** START OF GIVEN INFORMATION **

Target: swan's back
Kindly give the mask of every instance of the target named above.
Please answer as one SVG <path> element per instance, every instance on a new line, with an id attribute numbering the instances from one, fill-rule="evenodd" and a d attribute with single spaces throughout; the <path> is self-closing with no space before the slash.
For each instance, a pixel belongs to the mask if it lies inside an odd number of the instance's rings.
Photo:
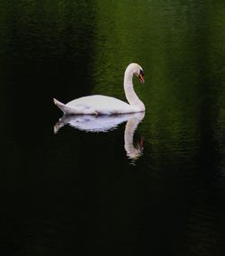
<path id="1" fill-rule="evenodd" d="M 67 107 L 76 109 L 76 114 L 117 114 L 133 112 L 133 106 L 120 99 L 105 96 L 89 96 L 68 102 Z M 78 113 L 79 112 L 79 113 Z"/>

** END OF GIVEN INFORMATION **

[GIVEN PROBLEM]
Quote the lines above word for word, leaving out the pictures.

[SOLUTION TO THE PROBLEM]
Target: swan's back
Kindly give the mask of every instance of the target named above.
Please answer as one SVG <path> element per instance, every instance on a new line, with an id attribute numbering the instances from one, fill-rule="evenodd" and a d attribute with single spaces throughout; the <path> is self-closing with no space before the slash.
For each instance, a pixel belongs to the mask if it lies inside an odd number of the instance's rings.
Photo:
<path id="1" fill-rule="evenodd" d="M 67 107 L 76 109 L 76 114 L 117 114 L 133 112 L 133 106 L 120 99 L 105 96 L 89 96 L 68 102 Z M 78 113 L 79 112 L 79 113 Z"/>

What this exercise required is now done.